### DATA IN THIS EXERCISE

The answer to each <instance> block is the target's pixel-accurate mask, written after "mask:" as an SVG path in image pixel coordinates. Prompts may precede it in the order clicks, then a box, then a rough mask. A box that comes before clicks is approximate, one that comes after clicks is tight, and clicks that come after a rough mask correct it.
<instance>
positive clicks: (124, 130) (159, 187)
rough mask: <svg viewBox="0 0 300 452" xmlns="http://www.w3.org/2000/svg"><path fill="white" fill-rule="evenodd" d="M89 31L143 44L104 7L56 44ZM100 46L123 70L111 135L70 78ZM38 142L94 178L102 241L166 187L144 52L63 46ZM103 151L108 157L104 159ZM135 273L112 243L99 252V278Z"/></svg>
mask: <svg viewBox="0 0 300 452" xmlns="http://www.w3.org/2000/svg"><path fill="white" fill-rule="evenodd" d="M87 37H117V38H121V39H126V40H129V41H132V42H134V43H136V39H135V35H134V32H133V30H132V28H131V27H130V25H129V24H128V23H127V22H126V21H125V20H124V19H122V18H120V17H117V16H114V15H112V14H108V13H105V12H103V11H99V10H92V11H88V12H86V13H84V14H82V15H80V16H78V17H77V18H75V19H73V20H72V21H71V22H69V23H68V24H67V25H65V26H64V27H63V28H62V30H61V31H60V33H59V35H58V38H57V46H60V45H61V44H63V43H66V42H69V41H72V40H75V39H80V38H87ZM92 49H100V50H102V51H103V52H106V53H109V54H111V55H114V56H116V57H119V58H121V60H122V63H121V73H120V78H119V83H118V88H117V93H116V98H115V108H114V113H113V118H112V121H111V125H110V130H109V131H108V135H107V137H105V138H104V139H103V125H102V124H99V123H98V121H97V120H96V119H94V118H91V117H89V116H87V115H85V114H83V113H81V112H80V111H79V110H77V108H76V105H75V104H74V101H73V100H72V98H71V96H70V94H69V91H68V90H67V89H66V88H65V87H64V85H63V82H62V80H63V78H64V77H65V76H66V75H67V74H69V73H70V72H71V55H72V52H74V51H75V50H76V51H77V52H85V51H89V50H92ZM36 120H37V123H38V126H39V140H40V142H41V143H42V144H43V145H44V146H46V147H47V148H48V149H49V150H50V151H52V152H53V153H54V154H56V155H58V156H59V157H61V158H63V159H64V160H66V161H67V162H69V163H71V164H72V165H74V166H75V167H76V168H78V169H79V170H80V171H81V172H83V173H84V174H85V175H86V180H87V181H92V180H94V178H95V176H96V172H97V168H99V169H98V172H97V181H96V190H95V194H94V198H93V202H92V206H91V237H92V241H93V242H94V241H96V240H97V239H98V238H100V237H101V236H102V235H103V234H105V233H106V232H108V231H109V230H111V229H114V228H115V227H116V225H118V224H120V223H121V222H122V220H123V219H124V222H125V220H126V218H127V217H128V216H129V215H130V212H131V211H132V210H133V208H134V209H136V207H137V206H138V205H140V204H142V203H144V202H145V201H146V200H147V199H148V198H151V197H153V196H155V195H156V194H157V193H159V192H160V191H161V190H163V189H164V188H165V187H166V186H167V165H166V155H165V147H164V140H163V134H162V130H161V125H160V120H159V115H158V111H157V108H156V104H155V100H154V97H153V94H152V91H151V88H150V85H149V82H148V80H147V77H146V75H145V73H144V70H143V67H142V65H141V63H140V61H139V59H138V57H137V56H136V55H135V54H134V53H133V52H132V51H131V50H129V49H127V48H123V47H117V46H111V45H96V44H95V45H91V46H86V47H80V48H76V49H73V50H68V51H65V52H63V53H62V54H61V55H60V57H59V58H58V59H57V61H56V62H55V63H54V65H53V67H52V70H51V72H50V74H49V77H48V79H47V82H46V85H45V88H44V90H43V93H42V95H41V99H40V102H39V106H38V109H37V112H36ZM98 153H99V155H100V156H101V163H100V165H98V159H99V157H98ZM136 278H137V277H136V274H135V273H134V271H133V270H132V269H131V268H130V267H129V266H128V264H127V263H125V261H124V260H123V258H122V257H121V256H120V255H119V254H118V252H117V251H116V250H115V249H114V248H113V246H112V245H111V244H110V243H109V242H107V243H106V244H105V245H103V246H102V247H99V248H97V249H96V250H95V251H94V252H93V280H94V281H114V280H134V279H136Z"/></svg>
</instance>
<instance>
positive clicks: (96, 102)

######

**ACTIVITY**
Return every line of the items above that contains the word "positive".

**RESULT OF THE EXERCISE**
positive clicks: (124, 130) (159, 187)
positive clicks: (96, 102)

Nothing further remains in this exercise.